* **Reading passage**

*** Begin section ***

This Saturday thousands of Wisconsin hunters will head to deer camp as gun-hunting season opens on white-tail deer.
Hunters’ concerns have been growing about this year’s season since the discovery of Chronic Wasting Disease in deer herds in the Mount Horeb area.
Chronic Wasting Disease deteriorates the brains of deer and is an example of a spongiform encephalopathy, a family that includes mad cow disease in cows and Creutzfeldt Jakob’s disease in humans.
Tom Heberlein, professor emeritus of rural sociology at the University of Wisconsin, said CWD could hurt Wisconsin’s rich tradition of hunting.
“Right now, hunting license sales are down 17 percent. That’s the equivalent of a social earthquake in Wisconsin,” Heberlein said. “A year ago, if I told people there would be billboards up in this state urging people to hunt deer, people would’ve told me I’m crazy. In Wisconsin, that’s like a billboard begging people to go to Packer games.”
Richard Bishop, chair of the applied and agricultural economics department at UW, said he estimates a decrease in hunter participation of 10 to 20 percent compared to previous years. Heberlein agreed with that estimate but said turnout will be hard to predict, because the most hunting licenses are purchased on the day the season starts.

*** End section ***

* **To do**
Extend the news report on Chronic Wasting Disease and Wisconsin's deer season, picking up after its final sentence. The data that comes next has nothing to do with this.

* **Records supplied**
*** Begin section ***

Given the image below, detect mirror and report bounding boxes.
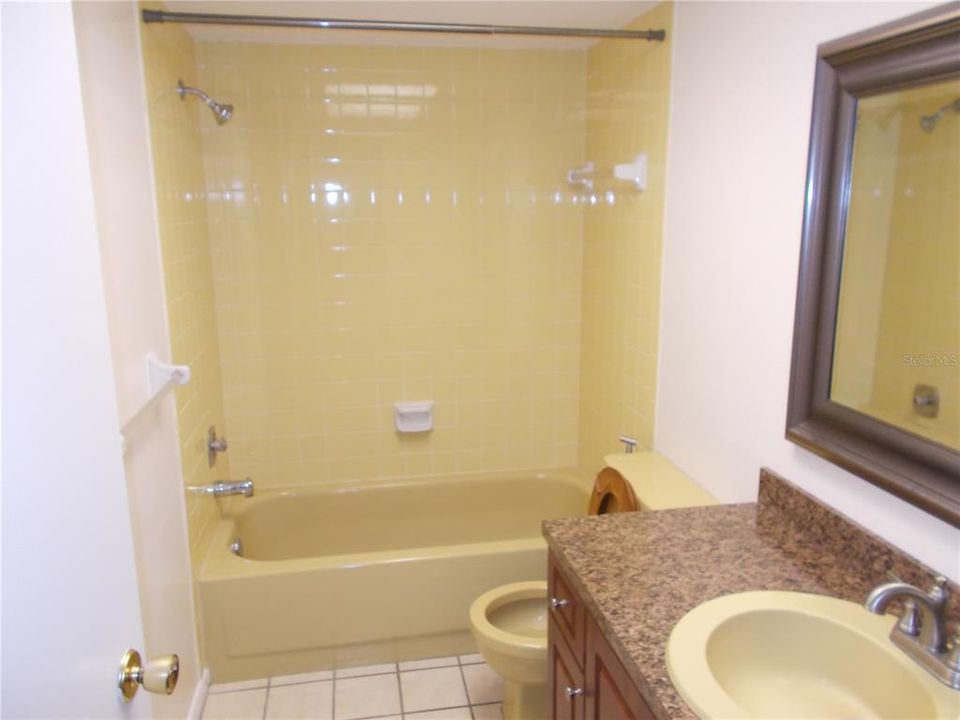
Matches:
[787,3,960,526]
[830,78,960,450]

*** End section ***
*** Begin section ***

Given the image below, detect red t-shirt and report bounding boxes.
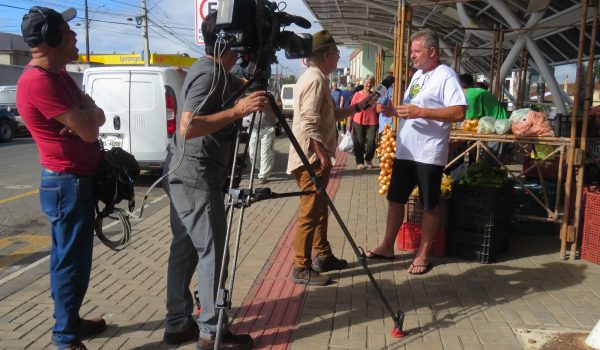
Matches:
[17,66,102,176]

*** End section ***

* **Response**
Bishop said in a paper he published this summer that he estimated CWD could cause hunters could lose between $70 million and $100 million in recreational benefits.
“You can place value on a colored television. The value people place on going deer hunting is very high,” Bishop said.
Heberlein said the hunters he talked to related possible risk of CWD to other mishaps seen every deer season.
“There’s always been risk involved with hunting,” Heberlein said. “People have heart attacks, fall out of tree stands, shoot themselves, shoot each other, there’s car accidents on the way up to deer camp. Now we just have a very small additional risk.”
“Until recently, venison has been considered a high-quality food,” Heberlein said.
Heberlein said deer are free-range animals and are generally healthier than mass-produced livestock like chicken or cattle.
“You could consume a hamburger that isn’t fully cooked and get sick for a few days, but we don’t dread that,” said Barbara Ingham, professor of food science at the UW-Extension.
Ingham said that both the Center for Disease Control and the World Health Organization have indicated there is no risk to humans involved with CWD.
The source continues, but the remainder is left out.